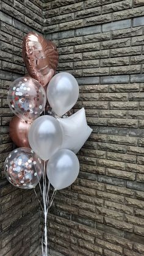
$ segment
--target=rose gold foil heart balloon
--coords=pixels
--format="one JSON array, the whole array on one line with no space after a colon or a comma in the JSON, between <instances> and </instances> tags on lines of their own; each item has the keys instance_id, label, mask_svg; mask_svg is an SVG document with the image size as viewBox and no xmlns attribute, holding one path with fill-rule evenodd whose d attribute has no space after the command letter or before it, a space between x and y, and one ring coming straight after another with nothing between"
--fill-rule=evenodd
<instances>
[{"instance_id":1,"label":"rose gold foil heart balloon","mask_svg":"<svg viewBox=\"0 0 144 256\"><path fill-rule=\"evenodd\" d=\"M23 40L23 57L30 76L42 86L46 86L58 64L59 54L56 45L41 35L30 32Z\"/></svg>"}]
</instances>

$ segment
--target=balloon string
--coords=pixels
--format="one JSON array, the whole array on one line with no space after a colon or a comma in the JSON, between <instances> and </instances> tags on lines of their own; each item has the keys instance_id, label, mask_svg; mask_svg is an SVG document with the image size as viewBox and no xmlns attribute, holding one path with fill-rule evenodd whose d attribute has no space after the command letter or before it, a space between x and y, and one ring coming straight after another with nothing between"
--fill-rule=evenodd
<instances>
[{"instance_id":1,"label":"balloon string","mask_svg":"<svg viewBox=\"0 0 144 256\"><path fill-rule=\"evenodd\" d=\"M54 196L55 196L55 195L56 194L56 192L57 192L57 190L54 189L54 190L53 191L53 193L52 193L52 194L51 196L51 198L49 205L49 206L48 207L48 208L47 208L47 212L49 211L49 210L50 209L50 208L51 208L51 207L52 205L52 203L53 203Z\"/></svg>"},{"instance_id":2,"label":"balloon string","mask_svg":"<svg viewBox=\"0 0 144 256\"><path fill-rule=\"evenodd\" d=\"M49 203L49 189L50 189L50 182L48 180L48 190L47 190L47 194L46 194L46 205L48 205L48 203Z\"/></svg>"},{"instance_id":3,"label":"balloon string","mask_svg":"<svg viewBox=\"0 0 144 256\"><path fill-rule=\"evenodd\" d=\"M48 237L47 237L47 211L46 211L46 168L45 168L45 161L43 163L43 205L44 205L44 214L45 214L45 229L44 229L44 236L45 236L45 256L48 256Z\"/></svg>"},{"instance_id":4,"label":"balloon string","mask_svg":"<svg viewBox=\"0 0 144 256\"><path fill-rule=\"evenodd\" d=\"M43 196L42 189L41 189L41 187L40 180L38 180L38 173L37 173L37 170L35 164L34 164L34 167L35 167L35 172L37 173L37 177L38 181L38 185L39 185L39 187L40 187L40 189L41 195L41 196Z\"/></svg>"},{"instance_id":5,"label":"balloon string","mask_svg":"<svg viewBox=\"0 0 144 256\"><path fill-rule=\"evenodd\" d=\"M44 213L44 210L43 210L43 207L42 207L42 205L41 205L41 202L40 202L40 199L39 199L39 198L38 198L38 197L37 193L37 192L36 192L36 191L35 191L35 188L34 188L34 192L35 192L35 196L36 196L36 197L37 197L38 200L38 202L39 202L39 203L40 203L40 206L41 206L41 209L42 209L42 211L43 211L43 213Z\"/></svg>"}]
</instances>

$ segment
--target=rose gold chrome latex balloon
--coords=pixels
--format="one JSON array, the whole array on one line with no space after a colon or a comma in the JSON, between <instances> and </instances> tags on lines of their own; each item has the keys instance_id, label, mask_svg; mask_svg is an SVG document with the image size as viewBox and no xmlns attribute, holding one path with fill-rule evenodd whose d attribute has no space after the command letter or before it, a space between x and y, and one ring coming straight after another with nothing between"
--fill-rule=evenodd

════════════════

» **WHAT YOU NEED TO DO**: Show each line of the data above that contains the string "balloon". Treat uppercase and lowercase letters as different.

» **FINAL ANSWER**:
--target=rose gold foil heart balloon
[{"instance_id":1,"label":"rose gold foil heart balloon","mask_svg":"<svg viewBox=\"0 0 144 256\"><path fill-rule=\"evenodd\" d=\"M23 40L23 57L30 76L42 86L46 86L58 64L59 54L56 45L41 35L30 32Z\"/></svg>"}]
--target=balloon string
[{"instance_id":1,"label":"balloon string","mask_svg":"<svg viewBox=\"0 0 144 256\"><path fill-rule=\"evenodd\" d=\"M54 196L55 196L55 195L56 194L56 192L57 192L57 190L54 189L54 190L53 191L53 193L52 193L52 194L51 196L51 198L49 205L49 206L48 207L48 208L47 208L47 212L49 211L49 210L50 209L50 208L51 208L51 207L52 205L52 203L53 203Z\"/></svg>"},{"instance_id":2,"label":"balloon string","mask_svg":"<svg viewBox=\"0 0 144 256\"><path fill-rule=\"evenodd\" d=\"M49 203L49 189L50 189L50 182L48 180L48 190L47 190L47 194L46 194L46 205L48 205L48 203Z\"/></svg>"},{"instance_id":3,"label":"balloon string","mask_svg":"<svg viewBox=\"0 0 144 256\"><path fill-rule=\"evenodd\" d=\"M48 237L47 237L47 211L46 211L46 168L45 168L45 161L43 163L43 205L44 205L44 214L45 214L45 229L44 229L44 236L45 236L45 256L48 256Z\"/></svg>"},{"instance_id":4,"label":"balloon string","mask_svg":"<svg viewBox=\"0 0 144 256\"><path fill-rule=\"evenodd\" d=\"M43 196L42 189L41 189L41 187L40 180L38 180L38 173L37 173L37 170L35 164L34 164L34 167L35 167L35 172L37 173L37 177L38 181L38 185L39 185L39 187L40 187L40 189L41 195L41 196Z\"/></svg>"},{"instance_id":5,"label":"balloon string","mask_svg":"<svg viewBox=\"0 0 144 256\"><path fill-rule=\"evenodd\" d=\"M44 213L44 210L43 210L43 207L42 207L42 205L41 205L41 202L40 202L40 199L39 199L39 198L38 198L38 197L37 193L37 192L36 192L36 191L35 191L35 188L34 188L34 192L35 192L35 196L36 196L36 197L37 197L38 200L38 202L39 202L39 203L40 203L40 206L41 206L41 209L42 209L42 211L43 211L43 213Z\"/></svg>"}]
--target=rose gold chrome latex balloon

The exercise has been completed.